*Lista de tarefas*
(A) Segundo o texto sobre a pandemia como força maior, que artigo do Código Civil isenta o devedor dos prejuízos resultantes de um evento desse tipo?
(B) Retome o texto sobre a pandemia como força maior a partir do ponto em que ele termina.

*Texto de origem*
########
A pandemia que estamos enfrentando provavelmente será interpretada pelos tribunais como um evento de força maior, isto é, um fato externo ao contrato, decorrente de um fenômeno natural imprevisível, que independe da vontade humana. Assim, conforme prevê o artigo 393 do Código Civil, o devedor, neste contexto, não precisará responder pelos prejuízos resultantes desse evento natural. Logo, se for entendido que Covid-19 causou um evento de força maior, organizadores, por exemplo, não serão responsáveis sozinhos e integralmente pelos prejuízos causados pela pandemia.
Obviamente, as chances de uma alegação de força maior ser aceita no futuro serão maiores quando o evento em questão estiver programado para ocorrer em uma localidade em que os efeitos da crise do Coronavírus tenham sido mais significativos.
Note-se, contudo, que o Código Civil fala em “devedor”, isto é, qualquer um que tenha obrigações em aberto perante a outra parte (não apenas quem deve dinheiro), de forma que diferentes sujeitos envolvidos na realização do evento podem utilizar essa previsão, se alguma de suas obrigações estiver pendente. Uma possível exceção é o caso em que o contrato contenha disposições excluindo a aplicação dessa excludente de responsabilidade – nesta hipótese o devedor, mesmo se for declarada situação de força maior, terá que assumir os prejuízos gerados pela pandemia.
Considerando que ambas as partes contratantes podem ser consideradas devedoras de alguma obrigação ao mesmo tempo, esse cenário demandará daqueles afetados um grande esforço de negociação e conciliação para minimizar os impactos da situação. Isto é, se nenhuma das partes será responsável pelos prejuízos integralmente, ambas vão ter que negociar em conjunto como lidar com os prejuízos que sofrerem ou que causarem a terceiros pelo cancelamento do evento.
########
*Registros listados*

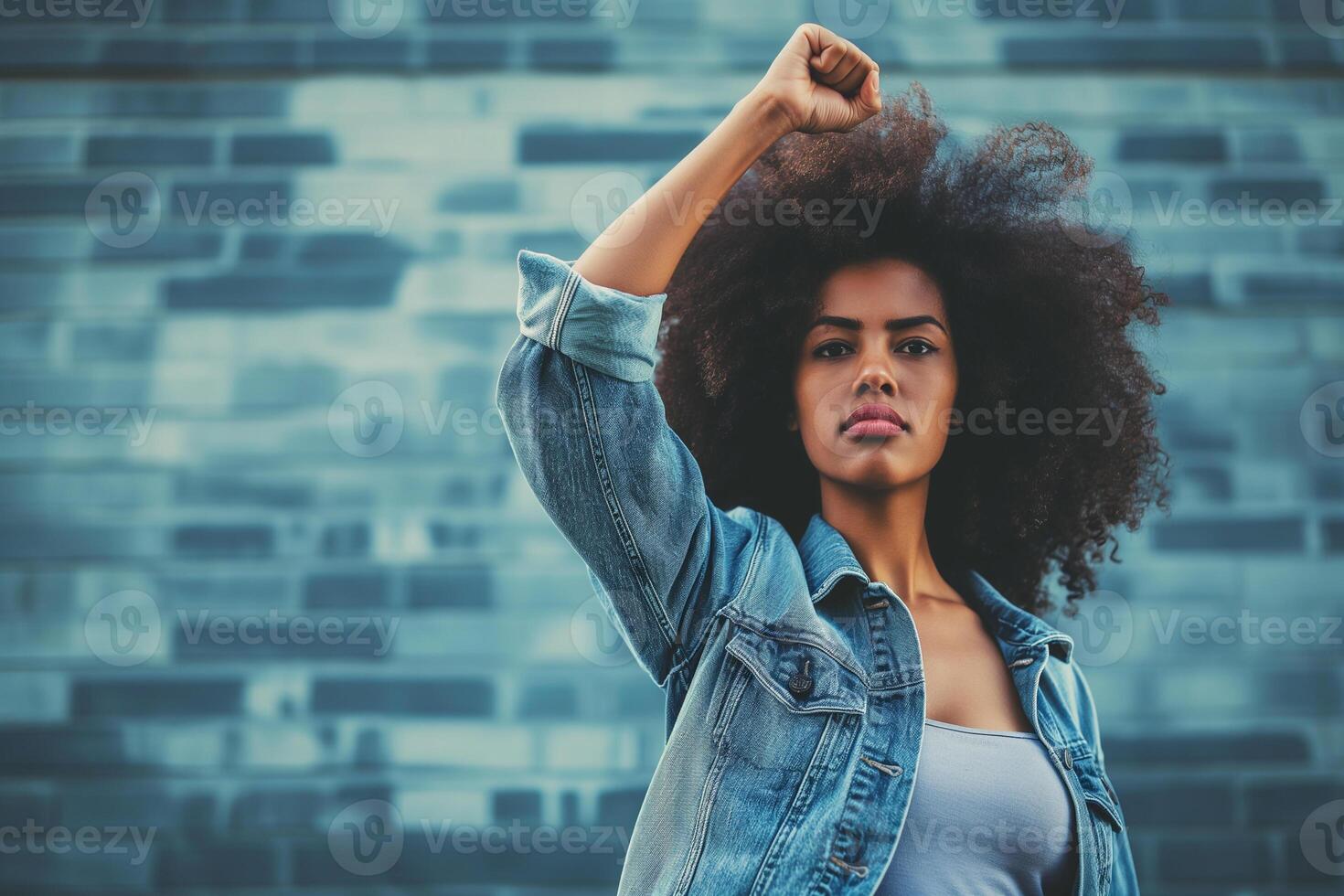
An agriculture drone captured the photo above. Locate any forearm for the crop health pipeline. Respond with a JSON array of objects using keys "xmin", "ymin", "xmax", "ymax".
[{"xmin": 574, "ymin": 91, "xmax": 792, "ymax": 295}]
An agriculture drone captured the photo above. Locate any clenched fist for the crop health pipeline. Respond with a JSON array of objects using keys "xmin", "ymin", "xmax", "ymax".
[{"xmin": 752, "ymin": 23, "xmax": 881, "ymax": 134}]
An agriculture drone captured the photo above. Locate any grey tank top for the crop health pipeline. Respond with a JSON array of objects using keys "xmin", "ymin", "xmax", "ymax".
[{"xmin": 876, "ymin": 719, "xmax": 1076, "ymax": 896}]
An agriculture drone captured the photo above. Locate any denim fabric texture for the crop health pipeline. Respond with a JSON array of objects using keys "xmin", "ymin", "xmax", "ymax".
[{"xmin": 496, "ymin": 250, "xmax": 1138, "ymax": 896}]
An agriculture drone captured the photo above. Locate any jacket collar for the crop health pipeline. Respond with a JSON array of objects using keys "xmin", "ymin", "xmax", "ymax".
[{"xmin": 798, "ymin": 513, "xmax": 1074, "ymax": 659}]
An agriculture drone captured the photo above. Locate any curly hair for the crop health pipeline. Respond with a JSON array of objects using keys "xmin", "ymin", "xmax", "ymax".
[{"xmin": 656, "ymin": 82, "xmax": 1169, "ymax": 613}]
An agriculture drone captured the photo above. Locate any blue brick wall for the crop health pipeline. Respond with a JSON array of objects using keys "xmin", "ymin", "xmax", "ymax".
[{"xmin": 0, "ymin": 0, "xmax": 1344, "ymax": 896}]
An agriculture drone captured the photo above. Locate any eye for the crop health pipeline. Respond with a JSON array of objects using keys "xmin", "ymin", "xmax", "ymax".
[
  {"xmin": 812, "ymin": 341, "xmax": 852, "ymax": 357},
  {"xmin": 896, "ymin": 338, "xmax": 938, "ymax": 355}
]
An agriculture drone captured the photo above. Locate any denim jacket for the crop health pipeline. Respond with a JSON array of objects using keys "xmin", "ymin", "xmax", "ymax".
[{"xmin": 496, "ymin": 250, "xmax": 1138, "ymax": 896}]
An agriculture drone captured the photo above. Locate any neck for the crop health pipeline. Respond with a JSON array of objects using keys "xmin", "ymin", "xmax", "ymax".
[{"xmin": 821, "ymin": 475, "xmax": 952, "ymax": 603}]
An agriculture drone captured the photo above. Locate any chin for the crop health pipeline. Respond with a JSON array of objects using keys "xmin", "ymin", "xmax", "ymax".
[{"xmin": 833, "ymin": 452, "xmax": 927, "ymax": 490}]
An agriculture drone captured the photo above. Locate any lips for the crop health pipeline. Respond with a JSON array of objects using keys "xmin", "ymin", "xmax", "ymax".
[{"xmin": 840, "ymin": 404, "xmax": 909, "ymax": 438}]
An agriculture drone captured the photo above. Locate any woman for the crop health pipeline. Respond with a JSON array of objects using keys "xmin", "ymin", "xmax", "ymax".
[{"xmin": 497, "ymin": 24, "xmax": 1165, "ymax": 896}]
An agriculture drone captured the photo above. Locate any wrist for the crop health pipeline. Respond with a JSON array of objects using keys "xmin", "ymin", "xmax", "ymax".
[{"xmin": 732, "ymin": 89, "xmax": 798, "ymax": 143}]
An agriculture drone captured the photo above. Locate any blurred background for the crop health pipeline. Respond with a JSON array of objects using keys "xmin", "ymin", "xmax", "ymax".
[{"xmin": 0, "ymin": 0, "xmax": 1344, "ymax": 896}]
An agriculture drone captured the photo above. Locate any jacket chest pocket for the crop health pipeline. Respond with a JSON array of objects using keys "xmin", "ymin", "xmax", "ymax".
[
  {"xmin": 1072, "ymin": 755, "xmax": 1125, "ymax": 895},
  {"xmin": 712, "ymin": 629, "xmax": 869, "ymax": 773}
]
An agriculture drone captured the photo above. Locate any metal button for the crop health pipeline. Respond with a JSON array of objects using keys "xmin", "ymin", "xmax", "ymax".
[{"xmin": 789, "ymin": 659, "xmax": 812, "ymax": 699}]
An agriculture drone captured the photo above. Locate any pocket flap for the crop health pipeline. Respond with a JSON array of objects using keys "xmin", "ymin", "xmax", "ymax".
[{"xmin": 729, "ymin": 629, "xmax": 869, "ymax": 713}]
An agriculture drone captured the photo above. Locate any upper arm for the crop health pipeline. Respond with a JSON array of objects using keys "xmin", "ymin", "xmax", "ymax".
[{"xmin": 496, "ymin": 250, "xmax": 757, "ymax": 685}]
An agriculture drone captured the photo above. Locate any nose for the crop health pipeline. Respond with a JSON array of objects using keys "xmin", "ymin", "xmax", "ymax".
[{"xmin": 853, "ymin": 357, "xmax": 896, "ymax": 395}]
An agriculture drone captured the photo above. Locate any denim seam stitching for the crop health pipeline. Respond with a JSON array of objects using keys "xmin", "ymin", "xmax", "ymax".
[
  {"xmin": 669, "ymin": 507, "xmax": 764, "ymax": 675},
  {"xmin": 673, "ymin": 744, "xmax": 729, "ymax": 896},
  {"xmin": 551, "ymin": 267, "xmax": 580, "ymax": 352},
  {"xmin": 569, "ymin": 358, "xmax": 676, "ymax": 677},
  {"xmin": 749, "ymin": 716, "xmax": 844, "ymax": 896}
]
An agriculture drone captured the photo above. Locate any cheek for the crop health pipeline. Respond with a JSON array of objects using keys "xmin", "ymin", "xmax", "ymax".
[{"xmin": 793, "ymin": 366, "xmax": 849, "ymax": 442}]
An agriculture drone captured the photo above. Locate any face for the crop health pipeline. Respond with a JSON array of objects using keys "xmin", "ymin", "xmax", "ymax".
[{"xmin": 789, "ymin": 260, "xmax": 957, "ymax": 489}]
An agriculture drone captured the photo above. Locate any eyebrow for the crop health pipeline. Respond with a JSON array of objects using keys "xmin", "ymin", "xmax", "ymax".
[{"xmin": 807, "ymin": 315, "xmax": 947, "ymax": 333}]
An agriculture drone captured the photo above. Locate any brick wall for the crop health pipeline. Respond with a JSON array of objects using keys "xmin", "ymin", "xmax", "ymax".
[{"xmin": 0, "ymin": 0, "xmax": 1344, "ymax": 896}]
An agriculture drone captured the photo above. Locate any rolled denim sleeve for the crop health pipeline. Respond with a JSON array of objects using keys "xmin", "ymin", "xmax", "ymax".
[
  {"xmin": 517, "ymin": 249, "xmax": 668, "ymax": 383},
  {"xmin": 496, "ymin": 250, "xmax": 757, "ymax": 687}
]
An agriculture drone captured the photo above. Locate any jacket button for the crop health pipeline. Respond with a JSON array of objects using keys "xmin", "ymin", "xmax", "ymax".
########
*Respostas a seguir*
(A) O artigo 393 do Código Civil.

(B)
Embora o evento de força maior seja uma situação passível de rescisão contratual, em certos casos será preferível buscar uma solução consensual, em detrimento do encerramento do contrato, para evitar prejuízos maiores a ambas as partes, renegociando ou postergando a execução das obrigações.
Em relação ao mercado consumidor, não se vislumbra, a princípio, uma resposta definitiva acerca dos direitos do consumidor neste contexto excepcional. Alguns mercados afetados pela crise já contam com caminhos mais delineados, como o de transporte aéreo, em que o direito de reembolso diante de cancelamentos de voos pela companhia aérea está previsto na Resolução nº 400 da Agência Nacional de Aviação Civil (Anac)[5]. No entanto, ainda há incerteza sobre os critérios que serão aplicados à crise atual.
Até o momento, recomendações têm sido expedidas por órgãos públicos, mas sem caráter mandatório[6]. Em relação aos casos de adiamento de eventos, o Procon SP[7], manifestou seu entendimento no sentido de que cabe ao organizador permitir ao consumidor cancelar a compra do ingresso e ter seu valor reembolsado, caso não possa comparecer ao evento na nova data.
Estes são alguns dos aspectos que devem ser considerados no plano de ação para o enfrentamento da situação, mas outros fatores podem ser também determinantes, a depender do caso concreto, como a prévia contratação de um seguro que possa ser acionado nessas circunstâncias.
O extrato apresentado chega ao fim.